**What is needed**
Nothing but a number is wanted: the count of lines in the records below that include "white".

**Stored data**
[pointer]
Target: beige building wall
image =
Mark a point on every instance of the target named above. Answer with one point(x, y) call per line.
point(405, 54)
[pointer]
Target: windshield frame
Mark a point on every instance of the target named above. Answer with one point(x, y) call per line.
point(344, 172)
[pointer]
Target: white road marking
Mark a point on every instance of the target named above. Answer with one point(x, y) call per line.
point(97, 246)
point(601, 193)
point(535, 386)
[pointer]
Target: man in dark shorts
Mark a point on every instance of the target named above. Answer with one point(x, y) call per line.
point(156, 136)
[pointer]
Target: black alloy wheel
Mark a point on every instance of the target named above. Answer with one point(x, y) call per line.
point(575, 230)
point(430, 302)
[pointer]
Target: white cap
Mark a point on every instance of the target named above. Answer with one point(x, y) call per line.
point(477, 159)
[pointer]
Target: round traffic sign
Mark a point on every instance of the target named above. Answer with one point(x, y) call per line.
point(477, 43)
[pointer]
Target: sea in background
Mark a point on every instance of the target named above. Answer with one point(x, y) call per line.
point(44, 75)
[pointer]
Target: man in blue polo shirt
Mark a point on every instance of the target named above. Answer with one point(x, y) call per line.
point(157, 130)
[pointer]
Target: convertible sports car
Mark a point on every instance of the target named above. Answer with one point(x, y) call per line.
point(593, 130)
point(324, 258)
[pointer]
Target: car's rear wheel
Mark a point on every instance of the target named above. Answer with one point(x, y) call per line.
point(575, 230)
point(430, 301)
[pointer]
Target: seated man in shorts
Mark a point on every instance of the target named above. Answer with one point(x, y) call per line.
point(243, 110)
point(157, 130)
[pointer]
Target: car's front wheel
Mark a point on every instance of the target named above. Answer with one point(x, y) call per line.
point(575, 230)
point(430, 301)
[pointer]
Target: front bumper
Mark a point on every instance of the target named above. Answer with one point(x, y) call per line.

**Solved problem**
2